◆ Oefenmateriaal
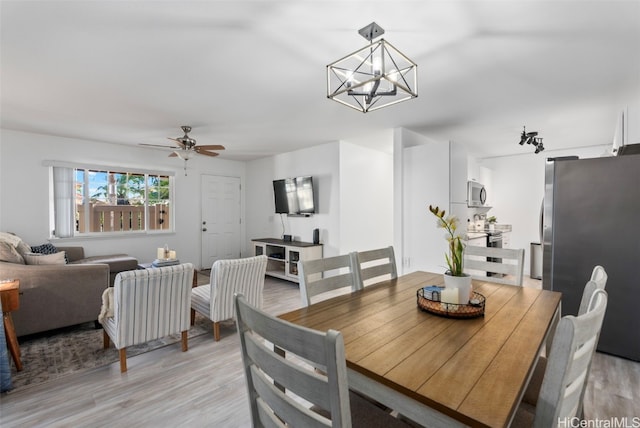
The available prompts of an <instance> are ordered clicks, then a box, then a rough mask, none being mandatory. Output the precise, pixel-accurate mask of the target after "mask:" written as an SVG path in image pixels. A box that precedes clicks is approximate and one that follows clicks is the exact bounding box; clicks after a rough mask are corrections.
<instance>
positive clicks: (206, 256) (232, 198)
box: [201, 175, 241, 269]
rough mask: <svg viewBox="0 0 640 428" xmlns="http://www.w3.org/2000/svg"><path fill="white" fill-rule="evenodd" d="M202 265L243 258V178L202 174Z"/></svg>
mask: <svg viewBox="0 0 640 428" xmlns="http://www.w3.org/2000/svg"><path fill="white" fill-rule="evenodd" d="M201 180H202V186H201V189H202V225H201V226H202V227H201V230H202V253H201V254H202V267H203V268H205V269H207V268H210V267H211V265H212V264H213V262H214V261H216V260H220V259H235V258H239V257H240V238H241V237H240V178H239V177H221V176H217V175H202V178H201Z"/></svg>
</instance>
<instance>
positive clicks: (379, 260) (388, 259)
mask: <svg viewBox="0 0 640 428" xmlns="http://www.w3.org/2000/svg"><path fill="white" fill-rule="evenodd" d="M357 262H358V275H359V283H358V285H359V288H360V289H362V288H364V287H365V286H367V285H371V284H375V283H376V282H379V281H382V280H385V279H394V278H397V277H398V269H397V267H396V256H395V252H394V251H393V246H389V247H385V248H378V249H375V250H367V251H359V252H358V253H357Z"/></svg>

◆ Op te lossen probleem
Typ het volledige bovenstaande materiaal letterlijk over en laat daarbij de afbeeldingen in uw antwoord weg.

◆ Ruimte voor antwoord
The available prompts of an <instance> are ordered clicks, then a box, then a rough mask, none being mandatory. Output the precise, pixel-accurate mask of the target after "mask:" written as an SVG path in image pixels. A box that precedes clicks is approximate and one that follows clicks is the exact bounding box; clicks after a rough mask are corrections.
<instance>
positive clicks: (206, 256) (232, 198)
box: [201, 175, 241, 269]
rough mask: <svg viewBox="0 0 640 428" xmlns="http://www.w3.org/2000/svg"><path fill="white" fill-rule="evenodd" d="M202 265L243 258V178L202 174Z"/></svg>
mask: <svg viewBox="0 0 640 428" xmlns="http://www.w3.org/2000/svg"><path fill="white" fill-rule="evenodd" d="M201 180H202V186H201V189H202V225H201V226H202V227H201V230H202V253H201V254H202V267H203V268H205V269H207V268H210V267H211V265H212V264H213V262H214V261H216V260H220V259H235V258H239V257H240V238H241V237H240V178H239V177H221V176H217V175H202V178H201Z"/></svg>
</instance>
<instance>
positive clicks: (379, 260) (388, 259)
mask: <svg viewBox="0 0 640 428" xmlns="http://www.w3.org/2000/svg"><path fill="white" fill-rule="evenodd" d="M357 262H358V275H359V283H358V285H359V288H360V289H362V288H364V287H365V286H367V285H371V284H375V283H376V282H379V281H382V280H385V279H394V278H397V277H398V269H397V267H396V256H395V252H394V251H393V246H389V247H385V248H378V249H375V250H367V251H359V252H358V253H357Z"/></svg>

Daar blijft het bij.